> [Instruction 1]
Answer these questions using the Tomar article:
(a) By how many days was Tomar's police custody extended on Saturday?
(b) Which two compounds was he asked to give the common names of?
(c) What did he say when quizzed about the types of chemistry taught at the Faizabad college?
> [Instruction 2] Resume the Tomar article after its final sentence, writing the paragraphs that would come next.

> [Excerpted passage]
# Tomar clueless on H2O, says 'all chemistry one chemistry'



## Flash (Jun 14, 2015)

Former Delhi law minister Jitender Singh Tomar, whose police custody was on Saturday extended by two days in the fake degree case, tied himself up in knots while parrying basic questions on chemistry, which he claimed to have studied at a college in UP's Faizabad.

Tomar appeared clueless when a team of teachers and cops asked him the common names of compounds such as H2O (water) and NaCl (salt).

The AAP MLA, who gave wrong answers to all basic queries, ended the session with a gem: "All chemistry is one chemistry," he said, a tad philosophically, when quizzed about the types of chemistry taught in the Faizabad college.

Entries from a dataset
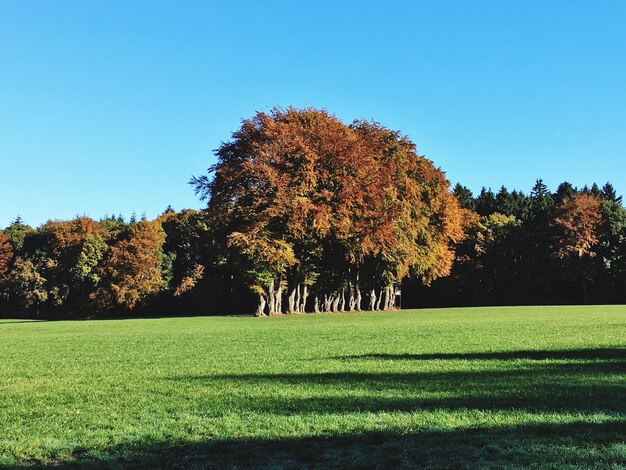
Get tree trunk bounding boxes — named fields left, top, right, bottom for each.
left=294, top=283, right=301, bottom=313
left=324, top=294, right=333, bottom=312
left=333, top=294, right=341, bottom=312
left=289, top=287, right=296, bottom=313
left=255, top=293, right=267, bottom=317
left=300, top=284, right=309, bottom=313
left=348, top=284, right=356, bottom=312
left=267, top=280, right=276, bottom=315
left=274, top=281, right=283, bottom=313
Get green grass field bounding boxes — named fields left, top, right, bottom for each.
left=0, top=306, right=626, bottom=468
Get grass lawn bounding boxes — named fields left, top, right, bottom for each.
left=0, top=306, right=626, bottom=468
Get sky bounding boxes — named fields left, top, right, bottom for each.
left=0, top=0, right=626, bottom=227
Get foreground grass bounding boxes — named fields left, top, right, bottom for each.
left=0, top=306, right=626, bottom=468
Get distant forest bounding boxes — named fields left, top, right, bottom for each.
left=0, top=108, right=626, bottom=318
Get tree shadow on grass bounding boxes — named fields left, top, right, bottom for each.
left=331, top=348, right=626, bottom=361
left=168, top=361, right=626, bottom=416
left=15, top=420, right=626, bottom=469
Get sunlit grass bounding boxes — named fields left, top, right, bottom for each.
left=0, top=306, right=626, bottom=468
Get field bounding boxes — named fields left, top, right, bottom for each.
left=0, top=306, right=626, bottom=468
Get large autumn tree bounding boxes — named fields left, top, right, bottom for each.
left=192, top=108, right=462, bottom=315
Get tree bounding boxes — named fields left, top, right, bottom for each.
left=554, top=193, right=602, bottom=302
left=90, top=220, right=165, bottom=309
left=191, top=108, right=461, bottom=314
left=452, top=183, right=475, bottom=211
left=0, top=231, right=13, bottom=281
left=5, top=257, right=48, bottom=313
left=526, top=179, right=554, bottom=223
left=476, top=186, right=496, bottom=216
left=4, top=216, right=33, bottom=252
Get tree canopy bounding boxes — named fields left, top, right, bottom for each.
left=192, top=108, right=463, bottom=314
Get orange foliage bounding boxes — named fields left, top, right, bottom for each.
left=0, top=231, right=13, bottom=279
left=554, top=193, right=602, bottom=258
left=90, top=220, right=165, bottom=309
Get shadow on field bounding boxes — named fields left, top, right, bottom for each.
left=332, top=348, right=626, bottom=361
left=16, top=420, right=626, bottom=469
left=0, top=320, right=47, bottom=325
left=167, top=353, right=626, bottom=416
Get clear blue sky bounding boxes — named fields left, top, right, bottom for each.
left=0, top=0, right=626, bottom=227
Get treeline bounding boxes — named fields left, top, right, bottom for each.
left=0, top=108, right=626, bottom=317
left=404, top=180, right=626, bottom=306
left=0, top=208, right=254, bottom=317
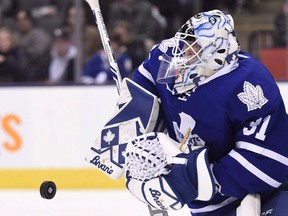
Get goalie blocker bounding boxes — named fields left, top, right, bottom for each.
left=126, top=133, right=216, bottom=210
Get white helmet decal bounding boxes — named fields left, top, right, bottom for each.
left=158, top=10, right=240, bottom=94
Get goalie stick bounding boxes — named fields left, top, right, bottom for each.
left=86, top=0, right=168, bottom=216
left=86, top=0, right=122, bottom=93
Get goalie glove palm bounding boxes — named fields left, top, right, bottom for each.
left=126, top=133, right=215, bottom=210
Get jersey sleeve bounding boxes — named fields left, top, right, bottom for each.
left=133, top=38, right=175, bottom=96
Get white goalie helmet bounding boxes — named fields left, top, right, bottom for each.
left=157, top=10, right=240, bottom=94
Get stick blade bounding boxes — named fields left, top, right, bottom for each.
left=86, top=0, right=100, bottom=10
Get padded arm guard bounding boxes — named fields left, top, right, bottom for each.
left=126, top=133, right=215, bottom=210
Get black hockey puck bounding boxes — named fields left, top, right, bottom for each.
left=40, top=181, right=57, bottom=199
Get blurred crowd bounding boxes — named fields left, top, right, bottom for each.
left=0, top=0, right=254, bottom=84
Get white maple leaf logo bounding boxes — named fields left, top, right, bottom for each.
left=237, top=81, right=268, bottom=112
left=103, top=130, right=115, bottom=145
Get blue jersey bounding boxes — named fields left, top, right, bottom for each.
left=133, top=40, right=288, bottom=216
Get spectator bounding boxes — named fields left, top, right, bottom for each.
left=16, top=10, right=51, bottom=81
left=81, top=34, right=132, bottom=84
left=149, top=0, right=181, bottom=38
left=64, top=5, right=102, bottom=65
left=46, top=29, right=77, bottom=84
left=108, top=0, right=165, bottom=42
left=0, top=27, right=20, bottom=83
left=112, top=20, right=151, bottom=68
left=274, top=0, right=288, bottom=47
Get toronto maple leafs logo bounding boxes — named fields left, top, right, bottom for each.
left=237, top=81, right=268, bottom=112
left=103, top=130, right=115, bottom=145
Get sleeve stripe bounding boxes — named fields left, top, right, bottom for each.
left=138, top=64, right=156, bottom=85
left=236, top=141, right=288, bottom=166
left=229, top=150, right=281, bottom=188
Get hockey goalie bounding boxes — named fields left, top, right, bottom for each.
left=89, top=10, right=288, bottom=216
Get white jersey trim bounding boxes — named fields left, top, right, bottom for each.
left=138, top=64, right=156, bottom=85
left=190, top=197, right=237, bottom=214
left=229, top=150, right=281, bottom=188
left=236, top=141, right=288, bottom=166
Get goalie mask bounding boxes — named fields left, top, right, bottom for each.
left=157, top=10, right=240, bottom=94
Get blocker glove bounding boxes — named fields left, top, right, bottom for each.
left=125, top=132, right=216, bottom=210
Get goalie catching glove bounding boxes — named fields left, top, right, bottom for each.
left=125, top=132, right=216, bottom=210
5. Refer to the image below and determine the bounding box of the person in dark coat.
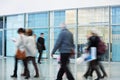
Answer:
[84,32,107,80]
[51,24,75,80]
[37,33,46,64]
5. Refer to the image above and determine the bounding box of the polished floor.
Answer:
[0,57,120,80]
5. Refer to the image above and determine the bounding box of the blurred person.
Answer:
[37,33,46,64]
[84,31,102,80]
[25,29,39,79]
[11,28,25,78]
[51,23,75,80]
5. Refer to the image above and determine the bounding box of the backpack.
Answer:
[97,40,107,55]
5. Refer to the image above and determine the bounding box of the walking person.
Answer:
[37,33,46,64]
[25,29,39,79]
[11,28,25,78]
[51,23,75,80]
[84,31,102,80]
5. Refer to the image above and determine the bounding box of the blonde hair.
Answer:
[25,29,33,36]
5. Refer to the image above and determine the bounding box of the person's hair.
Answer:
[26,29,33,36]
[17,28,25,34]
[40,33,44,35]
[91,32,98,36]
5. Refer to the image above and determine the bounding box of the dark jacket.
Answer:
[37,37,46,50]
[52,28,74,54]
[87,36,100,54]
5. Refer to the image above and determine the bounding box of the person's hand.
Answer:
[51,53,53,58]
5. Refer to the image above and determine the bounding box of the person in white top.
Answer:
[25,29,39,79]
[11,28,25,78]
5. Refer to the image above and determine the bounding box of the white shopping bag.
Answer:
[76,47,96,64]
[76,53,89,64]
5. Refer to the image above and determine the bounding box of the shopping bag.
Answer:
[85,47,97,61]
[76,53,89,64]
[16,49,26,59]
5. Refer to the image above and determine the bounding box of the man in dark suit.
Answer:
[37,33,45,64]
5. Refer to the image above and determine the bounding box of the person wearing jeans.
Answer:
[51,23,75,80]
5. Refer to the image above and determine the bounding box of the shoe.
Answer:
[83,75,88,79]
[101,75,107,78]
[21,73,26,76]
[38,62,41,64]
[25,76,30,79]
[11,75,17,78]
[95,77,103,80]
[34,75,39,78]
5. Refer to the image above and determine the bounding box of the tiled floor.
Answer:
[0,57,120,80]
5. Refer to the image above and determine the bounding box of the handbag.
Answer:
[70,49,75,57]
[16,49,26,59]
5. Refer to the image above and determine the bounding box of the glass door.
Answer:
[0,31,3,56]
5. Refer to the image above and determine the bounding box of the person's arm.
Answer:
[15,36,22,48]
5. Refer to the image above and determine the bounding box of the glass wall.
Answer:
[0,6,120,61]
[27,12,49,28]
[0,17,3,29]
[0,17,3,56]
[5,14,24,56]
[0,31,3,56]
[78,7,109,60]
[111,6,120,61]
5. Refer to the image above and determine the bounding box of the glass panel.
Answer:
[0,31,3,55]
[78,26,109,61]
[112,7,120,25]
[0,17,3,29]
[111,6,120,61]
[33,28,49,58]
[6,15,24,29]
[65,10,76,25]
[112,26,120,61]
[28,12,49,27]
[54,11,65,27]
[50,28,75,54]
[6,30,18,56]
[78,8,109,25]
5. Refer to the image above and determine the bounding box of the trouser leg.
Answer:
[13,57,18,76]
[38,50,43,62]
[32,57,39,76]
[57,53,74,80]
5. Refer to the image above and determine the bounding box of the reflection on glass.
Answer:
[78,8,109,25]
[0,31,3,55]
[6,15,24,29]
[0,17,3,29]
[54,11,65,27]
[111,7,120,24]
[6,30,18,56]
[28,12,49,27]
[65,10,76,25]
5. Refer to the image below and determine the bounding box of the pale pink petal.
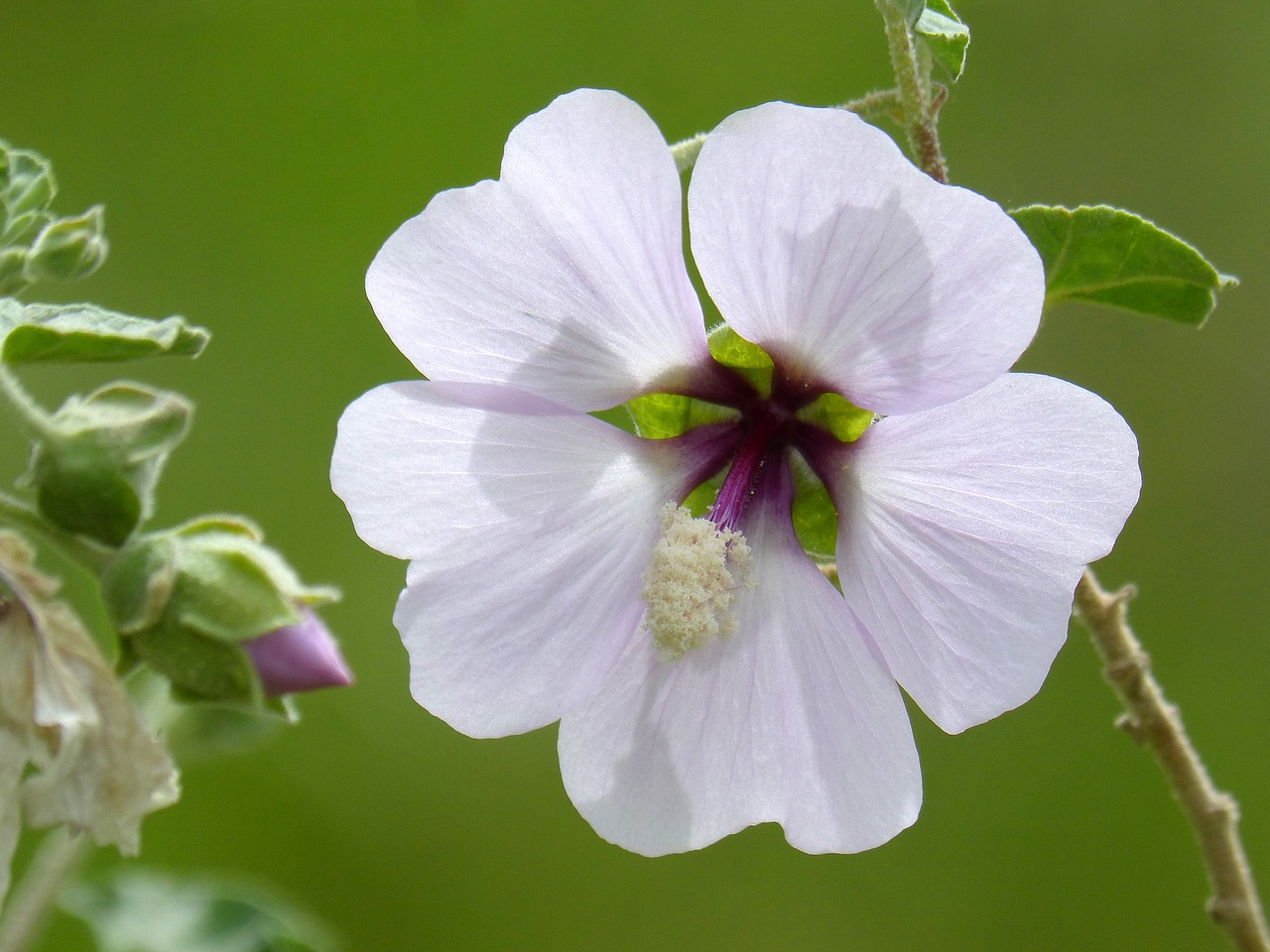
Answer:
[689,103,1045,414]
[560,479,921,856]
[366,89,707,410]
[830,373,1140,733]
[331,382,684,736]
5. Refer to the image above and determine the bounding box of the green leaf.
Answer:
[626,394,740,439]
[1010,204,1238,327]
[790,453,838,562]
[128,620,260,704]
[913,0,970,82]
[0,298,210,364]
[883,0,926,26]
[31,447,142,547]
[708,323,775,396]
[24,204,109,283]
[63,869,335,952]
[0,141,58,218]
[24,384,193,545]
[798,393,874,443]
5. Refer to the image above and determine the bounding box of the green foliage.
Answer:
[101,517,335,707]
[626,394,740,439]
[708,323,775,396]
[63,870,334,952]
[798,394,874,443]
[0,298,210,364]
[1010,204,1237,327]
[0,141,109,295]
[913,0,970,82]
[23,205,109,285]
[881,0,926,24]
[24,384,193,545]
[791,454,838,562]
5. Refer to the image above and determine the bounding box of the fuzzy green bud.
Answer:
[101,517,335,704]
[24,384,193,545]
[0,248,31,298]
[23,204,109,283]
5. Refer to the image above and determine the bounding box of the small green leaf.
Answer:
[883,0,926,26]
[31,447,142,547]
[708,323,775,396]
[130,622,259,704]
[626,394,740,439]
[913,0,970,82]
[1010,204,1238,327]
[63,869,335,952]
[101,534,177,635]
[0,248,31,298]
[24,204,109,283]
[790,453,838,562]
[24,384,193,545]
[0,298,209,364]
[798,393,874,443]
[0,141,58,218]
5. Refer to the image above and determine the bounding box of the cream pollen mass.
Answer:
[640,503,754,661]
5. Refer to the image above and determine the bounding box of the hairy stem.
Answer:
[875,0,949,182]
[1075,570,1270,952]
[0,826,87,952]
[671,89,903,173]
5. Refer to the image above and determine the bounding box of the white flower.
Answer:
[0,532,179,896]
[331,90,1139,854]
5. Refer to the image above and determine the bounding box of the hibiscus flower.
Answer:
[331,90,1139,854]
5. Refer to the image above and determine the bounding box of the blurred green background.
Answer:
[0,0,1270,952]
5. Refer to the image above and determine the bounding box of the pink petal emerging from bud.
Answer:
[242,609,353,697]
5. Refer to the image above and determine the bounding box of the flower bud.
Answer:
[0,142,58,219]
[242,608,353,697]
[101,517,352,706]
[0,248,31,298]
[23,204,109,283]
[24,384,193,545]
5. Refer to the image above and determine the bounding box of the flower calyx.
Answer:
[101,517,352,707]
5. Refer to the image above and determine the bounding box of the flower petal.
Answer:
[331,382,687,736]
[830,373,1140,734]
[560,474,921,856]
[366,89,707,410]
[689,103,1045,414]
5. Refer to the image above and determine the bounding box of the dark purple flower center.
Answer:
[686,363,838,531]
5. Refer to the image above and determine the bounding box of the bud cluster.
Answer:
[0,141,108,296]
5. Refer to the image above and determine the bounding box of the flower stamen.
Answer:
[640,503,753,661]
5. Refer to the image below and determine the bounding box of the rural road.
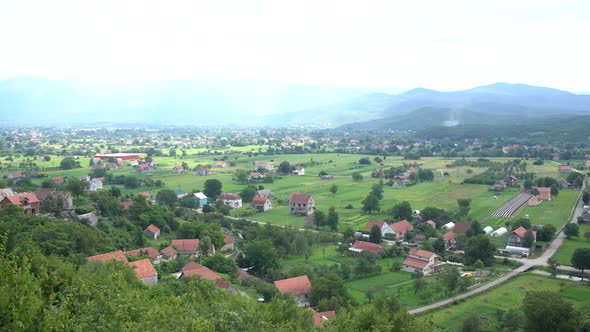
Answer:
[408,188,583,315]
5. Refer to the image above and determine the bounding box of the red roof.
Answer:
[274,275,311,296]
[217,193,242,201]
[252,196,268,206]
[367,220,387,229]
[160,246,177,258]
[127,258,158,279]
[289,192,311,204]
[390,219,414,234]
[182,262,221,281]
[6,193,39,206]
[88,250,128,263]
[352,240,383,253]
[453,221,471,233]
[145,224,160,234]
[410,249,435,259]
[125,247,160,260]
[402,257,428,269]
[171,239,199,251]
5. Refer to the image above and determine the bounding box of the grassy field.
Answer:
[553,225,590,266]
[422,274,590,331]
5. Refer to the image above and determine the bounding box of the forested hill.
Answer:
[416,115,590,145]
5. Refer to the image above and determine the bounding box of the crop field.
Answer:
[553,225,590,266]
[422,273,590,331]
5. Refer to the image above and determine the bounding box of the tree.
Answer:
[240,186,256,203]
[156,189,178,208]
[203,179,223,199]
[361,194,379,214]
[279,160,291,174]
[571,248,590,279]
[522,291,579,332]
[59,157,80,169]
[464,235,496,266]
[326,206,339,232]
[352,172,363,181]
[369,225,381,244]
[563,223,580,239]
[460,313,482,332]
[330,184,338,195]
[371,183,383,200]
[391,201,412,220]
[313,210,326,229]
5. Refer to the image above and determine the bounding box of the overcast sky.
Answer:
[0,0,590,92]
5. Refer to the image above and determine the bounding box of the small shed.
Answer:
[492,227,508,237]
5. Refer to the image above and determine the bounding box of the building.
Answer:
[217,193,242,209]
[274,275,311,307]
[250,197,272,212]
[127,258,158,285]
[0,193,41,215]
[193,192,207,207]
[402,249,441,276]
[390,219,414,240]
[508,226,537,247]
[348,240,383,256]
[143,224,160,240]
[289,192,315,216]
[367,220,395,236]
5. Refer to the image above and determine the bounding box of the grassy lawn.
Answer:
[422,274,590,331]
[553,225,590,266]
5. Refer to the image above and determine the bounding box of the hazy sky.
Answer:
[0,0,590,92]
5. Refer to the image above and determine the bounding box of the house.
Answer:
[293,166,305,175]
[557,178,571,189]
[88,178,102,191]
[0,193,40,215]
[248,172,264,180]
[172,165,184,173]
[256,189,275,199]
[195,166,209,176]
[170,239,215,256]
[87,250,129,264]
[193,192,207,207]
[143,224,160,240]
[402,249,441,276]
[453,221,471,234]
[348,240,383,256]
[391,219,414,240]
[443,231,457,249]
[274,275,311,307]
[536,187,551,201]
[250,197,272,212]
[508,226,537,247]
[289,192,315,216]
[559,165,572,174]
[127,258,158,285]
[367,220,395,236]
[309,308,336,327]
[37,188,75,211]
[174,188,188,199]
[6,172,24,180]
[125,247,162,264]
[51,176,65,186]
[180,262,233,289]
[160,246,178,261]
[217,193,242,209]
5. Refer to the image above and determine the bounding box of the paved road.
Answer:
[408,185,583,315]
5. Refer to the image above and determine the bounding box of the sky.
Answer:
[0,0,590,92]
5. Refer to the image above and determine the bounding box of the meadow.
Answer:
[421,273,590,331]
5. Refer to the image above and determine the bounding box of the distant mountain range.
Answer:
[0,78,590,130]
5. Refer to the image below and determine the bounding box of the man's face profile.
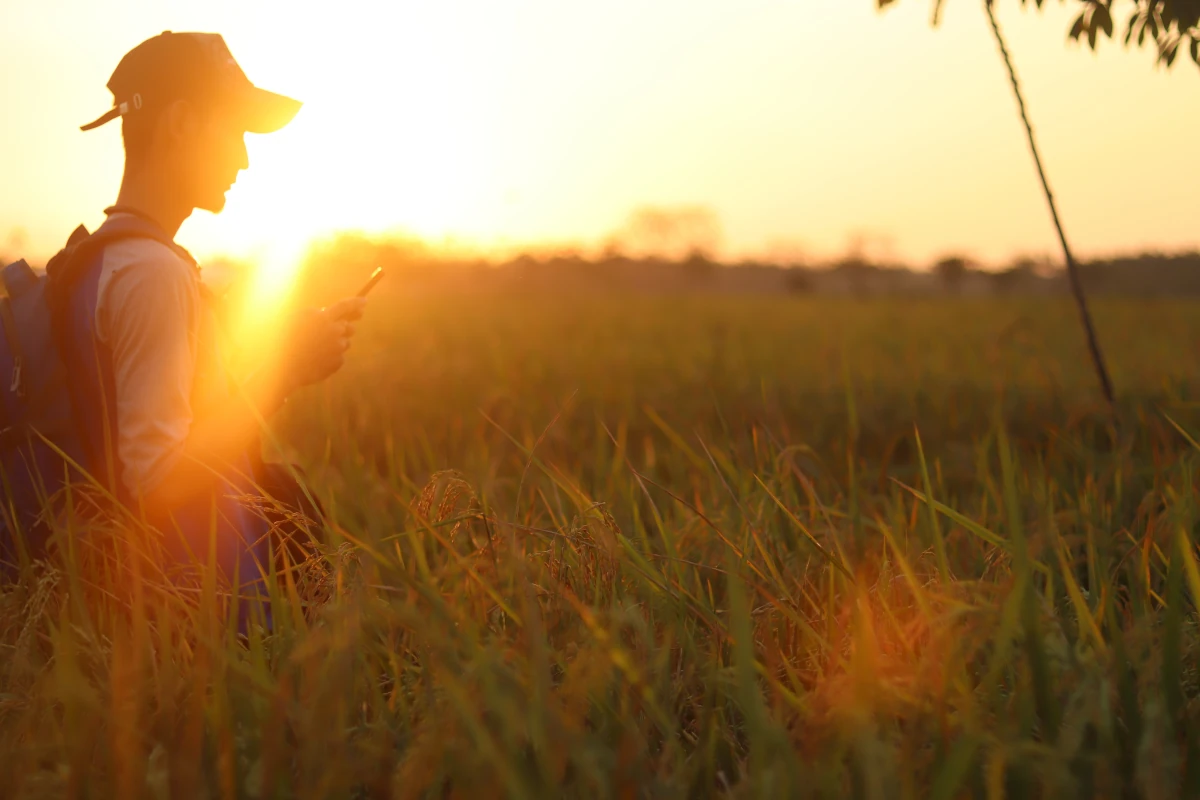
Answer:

> [Final result 1]
(a) Two days.
(b) H2O (water) and NaCl (salt).
(c) "All chemistry is one chemistry."

> [Final result 2]
Source: Tomar clueless on H2O, says 'all chemistry one chemistry' - The Times of India


----------



## GhorMaanas (Jun 14, 2015)

now i see that JST's allegation that the police is torturing him is absolutely true! 

P.S. - he couldn't show/take the police officials to the college's restroom in Faizabad when asked to locate or direct the personnel to it; instead took all of them on a tour of the campus, yet still couldn't locate the loo. even forgot to use his nose!


----------



## Faun (Jun 14, 2015)

Too much filler news by media.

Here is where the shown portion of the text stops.